*** Block opens ***
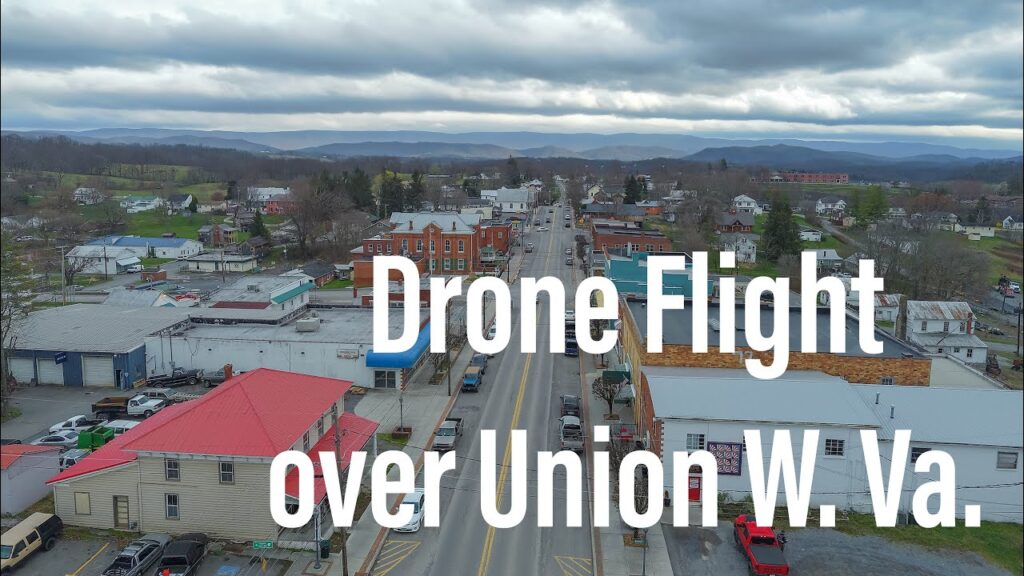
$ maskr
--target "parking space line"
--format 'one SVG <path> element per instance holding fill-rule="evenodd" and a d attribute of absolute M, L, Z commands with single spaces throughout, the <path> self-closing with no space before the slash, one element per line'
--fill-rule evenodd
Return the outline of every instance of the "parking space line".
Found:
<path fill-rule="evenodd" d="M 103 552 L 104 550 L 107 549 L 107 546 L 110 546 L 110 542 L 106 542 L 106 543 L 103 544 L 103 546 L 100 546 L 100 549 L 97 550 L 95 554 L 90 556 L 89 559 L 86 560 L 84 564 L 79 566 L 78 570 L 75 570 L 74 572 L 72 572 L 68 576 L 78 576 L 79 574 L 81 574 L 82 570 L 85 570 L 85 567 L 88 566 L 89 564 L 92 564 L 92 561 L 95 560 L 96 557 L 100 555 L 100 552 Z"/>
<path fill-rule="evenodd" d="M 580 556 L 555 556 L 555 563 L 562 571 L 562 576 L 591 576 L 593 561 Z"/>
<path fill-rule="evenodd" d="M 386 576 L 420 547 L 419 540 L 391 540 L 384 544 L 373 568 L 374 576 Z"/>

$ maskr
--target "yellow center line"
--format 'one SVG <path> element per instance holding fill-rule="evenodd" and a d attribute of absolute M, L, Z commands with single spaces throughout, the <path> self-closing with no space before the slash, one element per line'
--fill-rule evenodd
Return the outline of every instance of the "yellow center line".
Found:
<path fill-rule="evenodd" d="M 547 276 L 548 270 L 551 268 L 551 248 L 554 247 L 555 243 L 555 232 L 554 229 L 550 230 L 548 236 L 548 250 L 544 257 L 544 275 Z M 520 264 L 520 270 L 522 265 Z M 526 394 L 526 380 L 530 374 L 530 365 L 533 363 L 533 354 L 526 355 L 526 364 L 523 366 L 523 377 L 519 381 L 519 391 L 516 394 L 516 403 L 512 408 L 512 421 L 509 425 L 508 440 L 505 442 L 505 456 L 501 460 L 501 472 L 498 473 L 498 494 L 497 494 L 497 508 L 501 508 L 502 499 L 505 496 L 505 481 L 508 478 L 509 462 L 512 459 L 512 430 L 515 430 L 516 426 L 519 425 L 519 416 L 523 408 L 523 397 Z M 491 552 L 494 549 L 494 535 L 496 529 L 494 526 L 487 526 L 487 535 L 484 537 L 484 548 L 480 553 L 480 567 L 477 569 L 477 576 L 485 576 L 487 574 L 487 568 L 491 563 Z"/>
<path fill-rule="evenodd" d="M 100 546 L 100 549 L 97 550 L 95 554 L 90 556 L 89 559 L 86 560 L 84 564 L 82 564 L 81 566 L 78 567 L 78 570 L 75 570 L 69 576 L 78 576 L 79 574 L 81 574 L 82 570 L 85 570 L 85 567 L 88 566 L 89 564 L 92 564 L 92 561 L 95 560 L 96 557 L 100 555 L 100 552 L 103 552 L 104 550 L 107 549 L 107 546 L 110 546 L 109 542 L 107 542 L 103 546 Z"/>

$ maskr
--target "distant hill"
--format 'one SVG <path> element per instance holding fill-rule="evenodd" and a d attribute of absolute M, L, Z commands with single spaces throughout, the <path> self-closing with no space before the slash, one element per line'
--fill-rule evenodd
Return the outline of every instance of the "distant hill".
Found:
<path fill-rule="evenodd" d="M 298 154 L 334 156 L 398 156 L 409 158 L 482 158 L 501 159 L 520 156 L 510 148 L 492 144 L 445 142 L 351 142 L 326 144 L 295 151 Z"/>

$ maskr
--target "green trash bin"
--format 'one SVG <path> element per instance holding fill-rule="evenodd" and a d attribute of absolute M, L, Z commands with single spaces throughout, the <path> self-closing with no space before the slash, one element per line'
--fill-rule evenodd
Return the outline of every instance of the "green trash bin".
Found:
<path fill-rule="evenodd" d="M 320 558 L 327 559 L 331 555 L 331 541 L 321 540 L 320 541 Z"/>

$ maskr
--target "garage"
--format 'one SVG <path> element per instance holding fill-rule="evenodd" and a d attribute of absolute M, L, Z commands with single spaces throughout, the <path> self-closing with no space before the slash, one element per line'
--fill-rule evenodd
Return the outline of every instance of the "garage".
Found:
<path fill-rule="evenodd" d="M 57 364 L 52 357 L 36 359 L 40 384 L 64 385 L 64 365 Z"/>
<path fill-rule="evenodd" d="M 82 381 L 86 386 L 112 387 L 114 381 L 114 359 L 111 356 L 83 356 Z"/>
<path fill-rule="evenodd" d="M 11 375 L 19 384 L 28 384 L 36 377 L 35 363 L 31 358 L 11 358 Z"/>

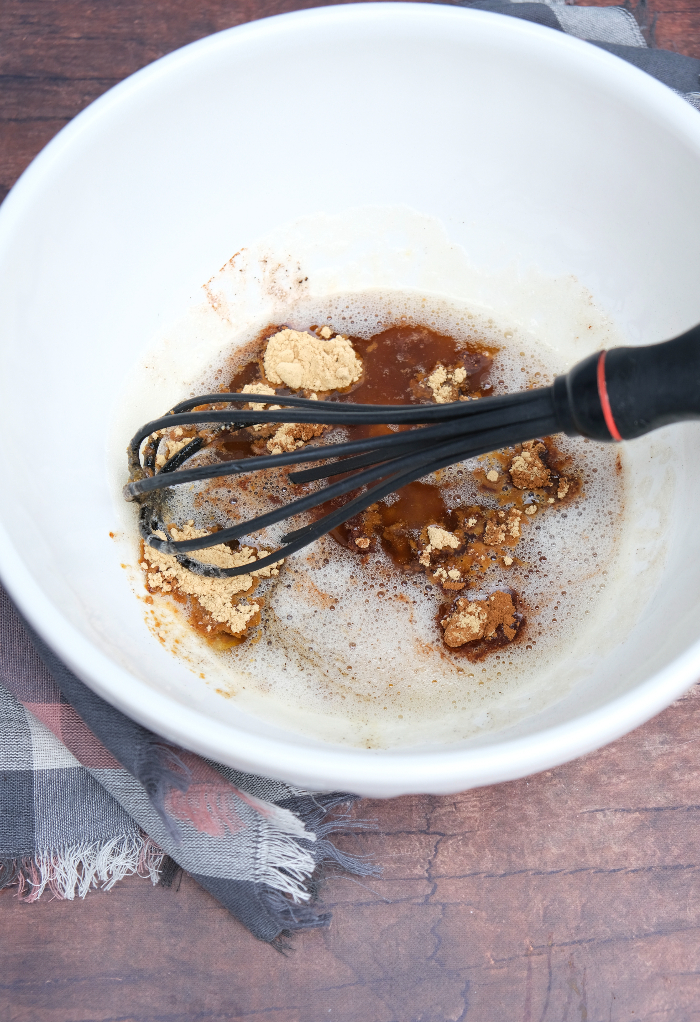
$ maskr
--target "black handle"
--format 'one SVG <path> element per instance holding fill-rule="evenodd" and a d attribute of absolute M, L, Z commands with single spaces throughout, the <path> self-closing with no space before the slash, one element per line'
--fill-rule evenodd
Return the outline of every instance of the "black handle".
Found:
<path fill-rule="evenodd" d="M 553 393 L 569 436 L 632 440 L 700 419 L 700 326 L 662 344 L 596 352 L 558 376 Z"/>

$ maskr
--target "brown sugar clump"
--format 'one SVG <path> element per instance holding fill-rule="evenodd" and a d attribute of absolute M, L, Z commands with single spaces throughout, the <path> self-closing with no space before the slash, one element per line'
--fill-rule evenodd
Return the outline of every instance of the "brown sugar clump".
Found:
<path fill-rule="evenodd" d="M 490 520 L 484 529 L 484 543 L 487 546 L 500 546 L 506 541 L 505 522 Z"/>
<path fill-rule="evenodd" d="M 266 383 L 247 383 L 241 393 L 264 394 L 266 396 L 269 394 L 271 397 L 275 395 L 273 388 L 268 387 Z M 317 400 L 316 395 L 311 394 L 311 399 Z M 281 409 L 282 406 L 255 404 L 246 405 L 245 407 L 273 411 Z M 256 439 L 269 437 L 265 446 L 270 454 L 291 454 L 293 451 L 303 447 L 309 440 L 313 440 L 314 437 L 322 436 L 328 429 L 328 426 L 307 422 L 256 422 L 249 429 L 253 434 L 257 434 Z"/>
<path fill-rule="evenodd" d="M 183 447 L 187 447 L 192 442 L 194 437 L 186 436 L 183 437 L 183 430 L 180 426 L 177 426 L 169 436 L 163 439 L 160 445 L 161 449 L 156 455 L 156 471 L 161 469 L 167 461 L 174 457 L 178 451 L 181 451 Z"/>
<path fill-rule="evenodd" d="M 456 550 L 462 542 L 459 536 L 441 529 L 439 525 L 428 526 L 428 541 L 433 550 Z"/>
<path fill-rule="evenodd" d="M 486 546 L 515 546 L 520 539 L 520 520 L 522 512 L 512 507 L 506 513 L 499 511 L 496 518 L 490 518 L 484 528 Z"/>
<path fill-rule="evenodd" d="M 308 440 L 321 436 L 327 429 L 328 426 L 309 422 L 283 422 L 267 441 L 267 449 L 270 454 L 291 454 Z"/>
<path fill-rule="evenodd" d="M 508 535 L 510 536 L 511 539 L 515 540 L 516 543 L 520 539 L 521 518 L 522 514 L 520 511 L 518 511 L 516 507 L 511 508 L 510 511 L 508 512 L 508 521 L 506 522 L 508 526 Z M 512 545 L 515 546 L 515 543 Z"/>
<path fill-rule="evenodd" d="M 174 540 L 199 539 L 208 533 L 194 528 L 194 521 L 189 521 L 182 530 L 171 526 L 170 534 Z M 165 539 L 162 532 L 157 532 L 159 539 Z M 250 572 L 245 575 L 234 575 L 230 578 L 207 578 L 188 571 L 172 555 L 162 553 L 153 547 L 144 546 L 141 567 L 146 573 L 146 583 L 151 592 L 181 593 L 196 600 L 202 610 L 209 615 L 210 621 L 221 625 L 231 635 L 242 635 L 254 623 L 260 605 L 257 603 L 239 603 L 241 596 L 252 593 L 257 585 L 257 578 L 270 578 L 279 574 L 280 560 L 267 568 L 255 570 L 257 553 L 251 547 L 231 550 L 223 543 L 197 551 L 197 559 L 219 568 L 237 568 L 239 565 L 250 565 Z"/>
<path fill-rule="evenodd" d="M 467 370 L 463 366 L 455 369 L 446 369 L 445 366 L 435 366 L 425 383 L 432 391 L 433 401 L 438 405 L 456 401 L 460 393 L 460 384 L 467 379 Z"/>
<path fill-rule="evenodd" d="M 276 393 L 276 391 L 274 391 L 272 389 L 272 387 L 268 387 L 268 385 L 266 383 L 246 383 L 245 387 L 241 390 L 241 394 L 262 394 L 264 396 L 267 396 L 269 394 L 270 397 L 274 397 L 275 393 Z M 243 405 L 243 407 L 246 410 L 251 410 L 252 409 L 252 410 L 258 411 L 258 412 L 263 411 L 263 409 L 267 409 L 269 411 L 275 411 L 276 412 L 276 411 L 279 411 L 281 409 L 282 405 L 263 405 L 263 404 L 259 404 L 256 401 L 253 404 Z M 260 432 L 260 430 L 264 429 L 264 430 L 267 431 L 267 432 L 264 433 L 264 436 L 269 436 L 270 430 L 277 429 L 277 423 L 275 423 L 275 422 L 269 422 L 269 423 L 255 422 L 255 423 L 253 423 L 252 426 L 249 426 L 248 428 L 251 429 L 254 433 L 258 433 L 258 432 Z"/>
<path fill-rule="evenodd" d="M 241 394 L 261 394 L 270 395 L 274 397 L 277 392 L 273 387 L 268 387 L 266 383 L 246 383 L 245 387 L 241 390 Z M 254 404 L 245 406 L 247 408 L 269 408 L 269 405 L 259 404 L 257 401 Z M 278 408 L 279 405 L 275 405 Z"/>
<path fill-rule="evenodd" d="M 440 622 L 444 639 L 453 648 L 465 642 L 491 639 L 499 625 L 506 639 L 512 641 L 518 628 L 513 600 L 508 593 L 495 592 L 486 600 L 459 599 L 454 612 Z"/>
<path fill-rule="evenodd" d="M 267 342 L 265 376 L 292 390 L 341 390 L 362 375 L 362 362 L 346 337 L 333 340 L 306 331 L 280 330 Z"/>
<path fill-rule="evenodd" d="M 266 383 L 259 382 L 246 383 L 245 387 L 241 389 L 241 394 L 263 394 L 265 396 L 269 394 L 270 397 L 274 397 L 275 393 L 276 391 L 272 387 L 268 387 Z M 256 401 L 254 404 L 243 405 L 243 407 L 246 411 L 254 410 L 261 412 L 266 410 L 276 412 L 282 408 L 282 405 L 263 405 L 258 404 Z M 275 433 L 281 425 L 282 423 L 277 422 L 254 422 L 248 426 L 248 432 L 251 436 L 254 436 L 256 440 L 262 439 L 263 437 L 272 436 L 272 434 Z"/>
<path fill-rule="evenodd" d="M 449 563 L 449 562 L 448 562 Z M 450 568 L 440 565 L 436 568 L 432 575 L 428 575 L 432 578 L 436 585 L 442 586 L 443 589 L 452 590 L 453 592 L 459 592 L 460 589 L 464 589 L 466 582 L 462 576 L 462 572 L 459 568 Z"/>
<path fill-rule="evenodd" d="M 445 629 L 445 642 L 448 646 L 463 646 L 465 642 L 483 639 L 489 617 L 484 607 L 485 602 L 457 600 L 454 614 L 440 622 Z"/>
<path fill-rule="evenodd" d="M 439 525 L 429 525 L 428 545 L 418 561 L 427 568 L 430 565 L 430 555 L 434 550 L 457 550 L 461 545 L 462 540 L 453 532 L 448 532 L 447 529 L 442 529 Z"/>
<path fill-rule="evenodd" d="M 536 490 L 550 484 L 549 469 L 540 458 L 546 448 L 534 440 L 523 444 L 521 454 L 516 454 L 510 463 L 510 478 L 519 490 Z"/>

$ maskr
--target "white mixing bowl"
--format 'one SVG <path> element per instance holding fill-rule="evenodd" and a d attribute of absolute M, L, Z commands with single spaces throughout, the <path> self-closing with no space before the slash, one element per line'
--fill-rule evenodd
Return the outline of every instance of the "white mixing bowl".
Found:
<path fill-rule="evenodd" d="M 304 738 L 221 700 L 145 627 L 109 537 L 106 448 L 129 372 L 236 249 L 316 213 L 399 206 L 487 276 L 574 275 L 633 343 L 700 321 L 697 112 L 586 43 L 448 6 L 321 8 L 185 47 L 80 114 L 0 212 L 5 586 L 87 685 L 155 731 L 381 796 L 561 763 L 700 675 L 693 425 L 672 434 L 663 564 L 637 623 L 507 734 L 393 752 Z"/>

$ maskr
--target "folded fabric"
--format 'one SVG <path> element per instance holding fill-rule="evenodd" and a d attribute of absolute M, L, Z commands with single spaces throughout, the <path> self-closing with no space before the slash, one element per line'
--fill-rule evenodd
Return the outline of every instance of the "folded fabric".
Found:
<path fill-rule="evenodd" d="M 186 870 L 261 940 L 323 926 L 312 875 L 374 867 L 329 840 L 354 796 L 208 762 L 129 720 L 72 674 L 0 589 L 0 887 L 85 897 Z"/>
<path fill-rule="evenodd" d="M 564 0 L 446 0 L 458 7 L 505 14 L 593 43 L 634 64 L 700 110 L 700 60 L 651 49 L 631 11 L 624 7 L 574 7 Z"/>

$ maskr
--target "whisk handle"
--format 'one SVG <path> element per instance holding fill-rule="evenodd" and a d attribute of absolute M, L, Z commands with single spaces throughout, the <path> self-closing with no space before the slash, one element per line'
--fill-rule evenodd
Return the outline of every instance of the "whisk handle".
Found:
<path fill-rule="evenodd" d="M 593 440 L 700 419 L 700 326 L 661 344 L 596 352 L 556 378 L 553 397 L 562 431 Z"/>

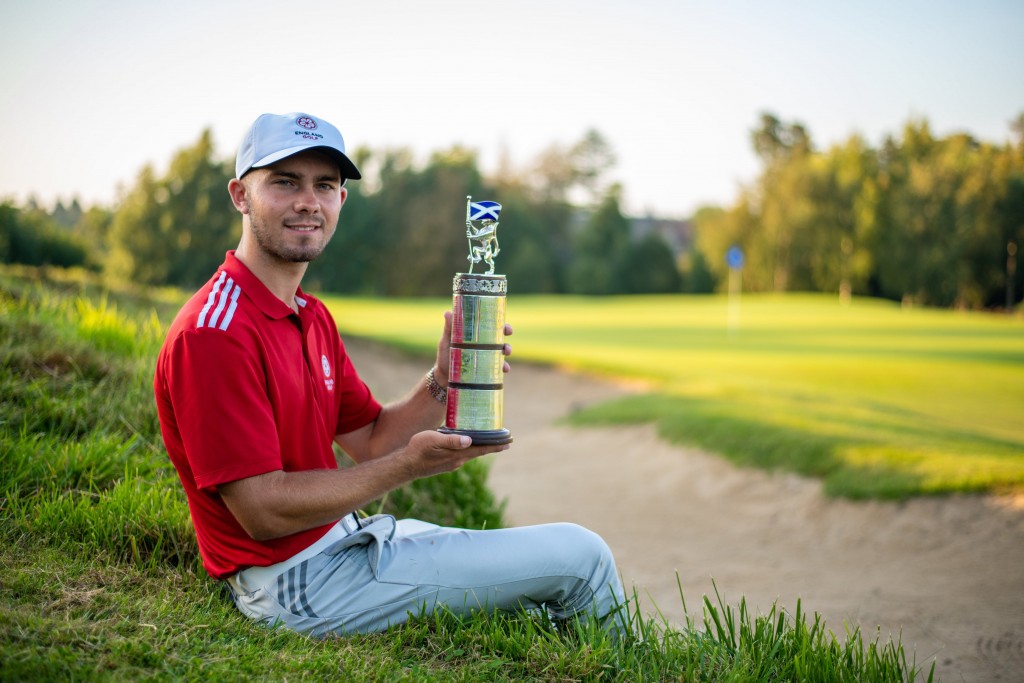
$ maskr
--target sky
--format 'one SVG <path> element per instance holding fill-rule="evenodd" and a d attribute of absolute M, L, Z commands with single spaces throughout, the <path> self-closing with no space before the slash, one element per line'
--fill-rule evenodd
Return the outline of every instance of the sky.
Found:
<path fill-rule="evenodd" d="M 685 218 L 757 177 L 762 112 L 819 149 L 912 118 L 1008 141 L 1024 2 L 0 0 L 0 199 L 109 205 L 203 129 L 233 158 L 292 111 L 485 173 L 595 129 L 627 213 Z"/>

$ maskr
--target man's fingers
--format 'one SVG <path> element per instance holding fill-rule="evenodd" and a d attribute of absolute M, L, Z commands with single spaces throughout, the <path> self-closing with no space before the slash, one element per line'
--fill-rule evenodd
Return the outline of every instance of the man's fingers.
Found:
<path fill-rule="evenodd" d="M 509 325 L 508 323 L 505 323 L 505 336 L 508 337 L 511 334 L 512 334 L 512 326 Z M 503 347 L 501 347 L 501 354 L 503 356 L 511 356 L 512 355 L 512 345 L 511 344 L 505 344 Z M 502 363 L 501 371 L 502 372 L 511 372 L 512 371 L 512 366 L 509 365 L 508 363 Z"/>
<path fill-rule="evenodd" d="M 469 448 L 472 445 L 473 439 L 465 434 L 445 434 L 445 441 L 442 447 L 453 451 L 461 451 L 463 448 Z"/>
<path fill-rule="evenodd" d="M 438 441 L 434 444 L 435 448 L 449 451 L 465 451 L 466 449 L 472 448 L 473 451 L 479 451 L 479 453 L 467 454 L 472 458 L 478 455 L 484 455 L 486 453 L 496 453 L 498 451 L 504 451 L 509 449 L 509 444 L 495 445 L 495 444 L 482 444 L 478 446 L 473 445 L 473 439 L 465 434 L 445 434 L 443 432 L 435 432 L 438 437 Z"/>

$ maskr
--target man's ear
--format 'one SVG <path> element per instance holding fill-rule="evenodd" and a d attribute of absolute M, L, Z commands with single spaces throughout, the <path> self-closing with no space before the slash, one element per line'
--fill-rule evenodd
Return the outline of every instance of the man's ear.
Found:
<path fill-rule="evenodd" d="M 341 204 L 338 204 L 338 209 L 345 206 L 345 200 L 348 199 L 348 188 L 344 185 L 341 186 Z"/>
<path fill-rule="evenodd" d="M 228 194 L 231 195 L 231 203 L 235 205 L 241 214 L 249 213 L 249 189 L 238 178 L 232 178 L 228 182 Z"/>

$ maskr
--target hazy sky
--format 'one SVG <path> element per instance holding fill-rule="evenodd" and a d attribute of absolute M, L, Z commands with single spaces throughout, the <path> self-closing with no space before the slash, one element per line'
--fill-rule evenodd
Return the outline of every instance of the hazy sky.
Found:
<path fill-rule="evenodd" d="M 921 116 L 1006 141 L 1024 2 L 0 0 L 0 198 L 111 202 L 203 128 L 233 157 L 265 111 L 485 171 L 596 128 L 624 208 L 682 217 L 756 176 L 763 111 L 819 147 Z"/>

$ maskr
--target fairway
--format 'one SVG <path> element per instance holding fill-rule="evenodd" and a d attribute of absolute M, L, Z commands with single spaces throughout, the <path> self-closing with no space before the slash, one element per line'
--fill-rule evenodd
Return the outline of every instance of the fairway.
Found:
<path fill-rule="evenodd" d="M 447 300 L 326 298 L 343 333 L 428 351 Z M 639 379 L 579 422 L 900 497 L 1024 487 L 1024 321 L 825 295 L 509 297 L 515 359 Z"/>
*** Block closes ***
▸ **About this exercise**: From the listing above, return each line with the word "brown".

▸ **Answer to this exercise**:
--target "brown sugar clump"
Return the outline of every instance of the "brown sugar clump".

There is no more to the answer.